Annotation records

◇ ◇ ◇ ◇ ◇ ◇ ◇

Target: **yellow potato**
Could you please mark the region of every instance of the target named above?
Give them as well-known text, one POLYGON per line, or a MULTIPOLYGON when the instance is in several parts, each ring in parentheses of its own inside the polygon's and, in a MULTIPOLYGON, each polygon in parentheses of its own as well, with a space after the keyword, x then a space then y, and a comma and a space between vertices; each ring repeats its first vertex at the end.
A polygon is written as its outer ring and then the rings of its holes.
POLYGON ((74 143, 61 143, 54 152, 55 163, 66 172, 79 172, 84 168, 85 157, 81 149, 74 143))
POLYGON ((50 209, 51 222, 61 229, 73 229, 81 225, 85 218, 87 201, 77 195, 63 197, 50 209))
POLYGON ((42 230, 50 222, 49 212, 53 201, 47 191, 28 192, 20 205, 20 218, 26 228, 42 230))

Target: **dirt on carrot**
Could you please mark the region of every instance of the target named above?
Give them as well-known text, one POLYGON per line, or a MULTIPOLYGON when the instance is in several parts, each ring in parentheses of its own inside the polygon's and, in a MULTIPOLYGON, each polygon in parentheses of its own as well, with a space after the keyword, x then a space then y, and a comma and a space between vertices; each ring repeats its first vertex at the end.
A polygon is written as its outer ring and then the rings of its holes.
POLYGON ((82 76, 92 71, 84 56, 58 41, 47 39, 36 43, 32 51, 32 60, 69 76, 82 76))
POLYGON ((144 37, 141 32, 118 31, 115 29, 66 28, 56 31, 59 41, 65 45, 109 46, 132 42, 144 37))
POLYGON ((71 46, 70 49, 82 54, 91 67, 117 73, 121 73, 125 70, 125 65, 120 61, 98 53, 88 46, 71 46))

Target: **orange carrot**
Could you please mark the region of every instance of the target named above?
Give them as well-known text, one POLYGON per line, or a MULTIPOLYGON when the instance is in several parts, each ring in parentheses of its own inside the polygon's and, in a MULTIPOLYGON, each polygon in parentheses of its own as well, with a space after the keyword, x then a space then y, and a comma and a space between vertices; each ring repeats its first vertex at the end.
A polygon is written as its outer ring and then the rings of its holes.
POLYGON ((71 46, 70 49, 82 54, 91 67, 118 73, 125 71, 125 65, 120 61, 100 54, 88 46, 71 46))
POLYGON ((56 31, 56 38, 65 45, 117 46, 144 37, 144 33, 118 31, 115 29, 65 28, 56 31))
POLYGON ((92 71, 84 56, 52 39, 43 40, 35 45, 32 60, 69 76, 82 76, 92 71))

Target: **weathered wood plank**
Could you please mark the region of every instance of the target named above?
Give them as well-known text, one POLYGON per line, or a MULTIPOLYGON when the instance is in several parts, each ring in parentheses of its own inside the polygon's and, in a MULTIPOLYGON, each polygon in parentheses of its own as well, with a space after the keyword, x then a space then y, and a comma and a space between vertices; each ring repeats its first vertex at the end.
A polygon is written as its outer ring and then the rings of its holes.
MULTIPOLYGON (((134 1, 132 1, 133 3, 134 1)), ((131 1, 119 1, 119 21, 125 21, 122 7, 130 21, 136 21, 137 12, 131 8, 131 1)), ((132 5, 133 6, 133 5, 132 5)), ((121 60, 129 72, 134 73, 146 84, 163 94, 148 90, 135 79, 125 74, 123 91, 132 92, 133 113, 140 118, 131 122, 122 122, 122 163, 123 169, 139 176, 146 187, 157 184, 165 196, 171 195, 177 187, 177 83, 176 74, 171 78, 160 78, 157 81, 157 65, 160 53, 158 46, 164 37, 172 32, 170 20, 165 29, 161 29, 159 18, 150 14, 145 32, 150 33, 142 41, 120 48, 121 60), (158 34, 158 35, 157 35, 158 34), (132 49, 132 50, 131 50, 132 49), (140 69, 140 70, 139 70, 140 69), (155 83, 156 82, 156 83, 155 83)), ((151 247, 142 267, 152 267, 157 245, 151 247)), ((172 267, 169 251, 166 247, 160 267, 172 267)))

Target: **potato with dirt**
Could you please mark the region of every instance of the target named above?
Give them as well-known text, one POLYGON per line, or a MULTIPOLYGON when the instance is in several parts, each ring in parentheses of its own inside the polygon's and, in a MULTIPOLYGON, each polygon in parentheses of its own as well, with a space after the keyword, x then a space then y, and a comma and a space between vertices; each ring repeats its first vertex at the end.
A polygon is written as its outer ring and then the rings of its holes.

◇ ◇ ◇ ◇ ◇ ◇ ◇

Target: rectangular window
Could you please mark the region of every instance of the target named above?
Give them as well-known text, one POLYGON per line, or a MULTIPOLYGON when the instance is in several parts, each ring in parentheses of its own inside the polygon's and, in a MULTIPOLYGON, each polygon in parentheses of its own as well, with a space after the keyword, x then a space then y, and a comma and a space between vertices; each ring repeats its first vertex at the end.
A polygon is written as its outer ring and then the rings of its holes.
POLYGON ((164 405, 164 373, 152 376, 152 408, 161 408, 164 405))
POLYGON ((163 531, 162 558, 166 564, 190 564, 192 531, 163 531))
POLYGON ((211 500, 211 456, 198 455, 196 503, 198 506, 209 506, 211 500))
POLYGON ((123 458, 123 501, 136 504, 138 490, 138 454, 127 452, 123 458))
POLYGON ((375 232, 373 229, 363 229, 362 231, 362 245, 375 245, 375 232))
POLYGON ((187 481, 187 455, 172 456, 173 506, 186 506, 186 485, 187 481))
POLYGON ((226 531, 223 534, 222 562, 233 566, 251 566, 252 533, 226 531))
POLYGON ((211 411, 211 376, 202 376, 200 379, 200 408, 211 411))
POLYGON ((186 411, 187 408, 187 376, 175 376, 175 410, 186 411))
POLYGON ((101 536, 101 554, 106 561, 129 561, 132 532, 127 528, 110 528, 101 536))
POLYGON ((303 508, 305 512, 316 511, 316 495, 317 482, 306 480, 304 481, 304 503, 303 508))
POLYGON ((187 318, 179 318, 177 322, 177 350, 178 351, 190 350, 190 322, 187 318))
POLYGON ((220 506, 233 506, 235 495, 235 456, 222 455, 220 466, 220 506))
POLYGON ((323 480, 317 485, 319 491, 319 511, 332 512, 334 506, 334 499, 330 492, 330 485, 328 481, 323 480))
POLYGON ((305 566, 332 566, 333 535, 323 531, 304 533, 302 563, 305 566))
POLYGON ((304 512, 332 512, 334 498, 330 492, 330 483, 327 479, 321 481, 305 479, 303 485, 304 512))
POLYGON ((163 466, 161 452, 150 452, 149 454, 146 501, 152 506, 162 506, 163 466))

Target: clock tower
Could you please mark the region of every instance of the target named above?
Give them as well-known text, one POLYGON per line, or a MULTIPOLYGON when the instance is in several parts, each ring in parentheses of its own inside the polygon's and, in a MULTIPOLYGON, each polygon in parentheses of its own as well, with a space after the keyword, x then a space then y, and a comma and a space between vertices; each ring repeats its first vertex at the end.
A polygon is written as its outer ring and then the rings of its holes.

◇ ◇ ◇ ◇ ◇ ◇ ◇

> EXERCISE INSTRUCTIONS:
Recast the data above as a Markdown table with the columns Row and Line, starting with the line that contains "Target: **yellow potato**" and going on through the line that contains "POLYGON ((71 46, 70 49, 82 54, 91 67, 117", numbering each line and leaving out blank lines.

> SOLUTION:
| Row | Line |
|---|---|
| 1 | Target: **yellow potato** |
| 2 | Could you please mark the region of every instance of the target named above? |
| 3 | Give them as well-known text, one POLYGON per line, or a MULTIPOLYGON when the instance is in several parts, each ring in parentheses of its own inside the polygon's and, in a MULTIPOLYGON, each polygon in parentheses of its own as well, with a space after the keyword, x then a space then y, and a comma and a space between vertices; each ring repeats its first vertex at the end. |
| 4 | A polygon is written as its outer ring and then the rings of its holes. |
| 5 | POLYGON ((74 143, 61 143, 54 152, 55 163, 66 172, 79 172, 84 168, 85 157, 81 149, 74 143)) |
| 6 | POLYGON ((50 209, 51 222, 61 229, 73 229, 81 225, 85 218, 87 201, 77 195, 63 197, 50 209)) |
| 7 | POLYGON ((42 230, 50 222, 49 212, 53 201, 47 191, 28 192, 20 205, 20 218, 26 228, 42 230)) |
| 8 | Target: **dirt on carrot** |
| 9 | Could you please mark the region of every instance of the target named above? |
| 10 | Give them as well-known text, one POLYGON per line, or a MULTIPOLYGON when the instance is in several parts, each ring in parentheses of its own inside the polygon's and, in a MULTIPOLYGON, each polygon in parentheses of its own as well, with a space after the keyword, x then a space then y, and a comma and a space between vertices; each ring repeats its first vertex at the end. |
| 11 | A polygon is written as its outer ring and then the rings of its holes. |
| 12 | POLYGON ((82 76, 92 71, 84 56, 58 41, 47 39, 36 43, 32 51, 32 60, 69 76, 82 76)) |
| 13 | POLYGON ((144 37, 141 32, 118 31, 115 29, 66 28, 56 31, 59 41, 65 45, 109 46, 132 42, 144 37)) |
| 14 | POLYGON ((71 46, 70 49, 82 54, 91 67, 117 73, 121 73, 125 70, 125 65, 120 61, 98 53, 88 46, 71 46)) |